* [INFORMATION SHOWN]:
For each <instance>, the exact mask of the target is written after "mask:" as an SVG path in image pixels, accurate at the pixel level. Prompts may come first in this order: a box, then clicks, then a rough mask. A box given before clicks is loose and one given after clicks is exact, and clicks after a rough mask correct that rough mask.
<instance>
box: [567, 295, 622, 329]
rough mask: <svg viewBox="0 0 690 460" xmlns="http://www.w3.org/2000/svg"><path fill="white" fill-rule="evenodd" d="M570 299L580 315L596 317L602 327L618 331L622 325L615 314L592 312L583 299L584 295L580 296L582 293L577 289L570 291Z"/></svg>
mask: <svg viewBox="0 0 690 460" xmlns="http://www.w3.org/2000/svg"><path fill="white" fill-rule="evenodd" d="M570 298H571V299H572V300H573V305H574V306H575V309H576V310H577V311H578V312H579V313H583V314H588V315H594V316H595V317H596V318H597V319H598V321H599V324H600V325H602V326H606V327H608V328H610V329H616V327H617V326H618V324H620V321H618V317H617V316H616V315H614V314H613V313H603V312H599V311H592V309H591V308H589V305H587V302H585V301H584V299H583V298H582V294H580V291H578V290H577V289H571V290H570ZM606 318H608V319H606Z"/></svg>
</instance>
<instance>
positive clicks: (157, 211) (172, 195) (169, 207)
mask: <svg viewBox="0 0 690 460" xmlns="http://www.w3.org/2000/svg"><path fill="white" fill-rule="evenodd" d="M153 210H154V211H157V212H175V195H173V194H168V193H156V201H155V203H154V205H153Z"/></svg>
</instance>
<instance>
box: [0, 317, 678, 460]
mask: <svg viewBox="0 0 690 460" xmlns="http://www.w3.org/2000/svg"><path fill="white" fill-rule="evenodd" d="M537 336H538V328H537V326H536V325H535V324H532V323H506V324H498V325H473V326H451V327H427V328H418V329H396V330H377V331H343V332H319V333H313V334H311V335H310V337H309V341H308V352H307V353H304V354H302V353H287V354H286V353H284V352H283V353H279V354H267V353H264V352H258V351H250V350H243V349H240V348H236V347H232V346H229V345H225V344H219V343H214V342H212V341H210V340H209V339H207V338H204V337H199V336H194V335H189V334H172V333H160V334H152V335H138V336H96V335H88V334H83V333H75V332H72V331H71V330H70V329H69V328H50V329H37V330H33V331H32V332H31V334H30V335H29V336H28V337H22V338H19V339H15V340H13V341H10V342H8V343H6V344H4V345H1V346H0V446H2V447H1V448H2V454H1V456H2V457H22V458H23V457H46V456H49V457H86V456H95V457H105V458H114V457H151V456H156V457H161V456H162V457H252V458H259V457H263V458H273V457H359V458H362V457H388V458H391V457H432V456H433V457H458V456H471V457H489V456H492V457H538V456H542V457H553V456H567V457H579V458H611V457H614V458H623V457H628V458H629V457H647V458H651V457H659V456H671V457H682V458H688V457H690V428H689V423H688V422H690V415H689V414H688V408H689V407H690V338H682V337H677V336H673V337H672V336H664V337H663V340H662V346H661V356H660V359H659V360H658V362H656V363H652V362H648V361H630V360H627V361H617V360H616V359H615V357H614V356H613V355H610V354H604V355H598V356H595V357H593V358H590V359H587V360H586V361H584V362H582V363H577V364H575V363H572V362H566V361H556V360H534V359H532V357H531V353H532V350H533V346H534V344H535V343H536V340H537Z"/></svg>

* [WORK ITEM]: Find the line with "positive clicks: (157, 211)" in the listing above, then write out that line and each remaining line exactly, with no other text.

* [PROBLEM SOLUTION]:
positive clicks: (157, 211) (172, 195) (169, 207)
mask: <svg viewBox="0 0 690 460" xmlns="http://www.w3.org/2000/svg"><path fill="white" fill-rule="evenodd" d="M153 210H154V211H157V212H175V195H173V194H168V193H156V201H155V203H154V205H153Z"/></svg>
</instance>
<instance>
box: [0, 317, 678, 460]
mask: <svg viewBox="0 0 690 460" xmlns="http://www.w3.org/2000/svg"><path fill="white" fill-rule="evenodd" d="M537 336H538V328H537V326H536V325H535V324H532V323H506V324H498V325H473V326H451V327H427V328H418V329H396V330H377V331H343V332H319V333H313V334H311V335H310V337H309V341H308V352H307V353H304V354H302V353H287V354H286V353H284V352H283V353H279V354H267V353H264V352H258V351H250V350H243V349H240V348H236V347H232V346H229V345H225V344H219V343H214V342H212V341H210V340H209V339H207V338H204V337H199V336H194V335H189V334H172V333H160V334H152V335H138V336H96V335H88V334H83V333H75V332H72V331H71V330H70V329H69V328H50V329H37V330H33V331H32V332H31V334H30V335H29V336H28V337H22V338H19V339H15V340H13V341H10V342H8V343H6V344H4V345H1V346H0V446H2V447H1V448H2V454H1V456H2V457H22V458H23V457H46V456H49V457H86V456H95V457H105V458H114V457H151V456H156V457H161V456H162V457H252V458H259V457H263V458H273V457H359V458H362V457H388V458H391V457H432V456H433V457H458V456H471V457H489V456H492V457H538V456H542V457H553V456H567V457H579V458H611V457H614V458H623V457H628V458H629V457H647V458H651V457H659V456H671V457H682V458H688V457H690V428H689V423H688V422H690V415H689V414H688V408H689V407H690V338H682V337H677V336H673V337H672V336H664V337H663V340H662V346H661V356H660V359H659V360H658V362H656V363H652V362H648V361H630V360H627V361H617V360H616V359H615V357H614V356H613V355H610V354H604V355H598V356H595V357H593V358H590V359H587V360H586V361H584V362H582V363H577V364H575V363H572V362H566V361H556V360H534V359H532V357H531V353H532V350H533V346H534V344H535V343H536V340H537Z"/></svg>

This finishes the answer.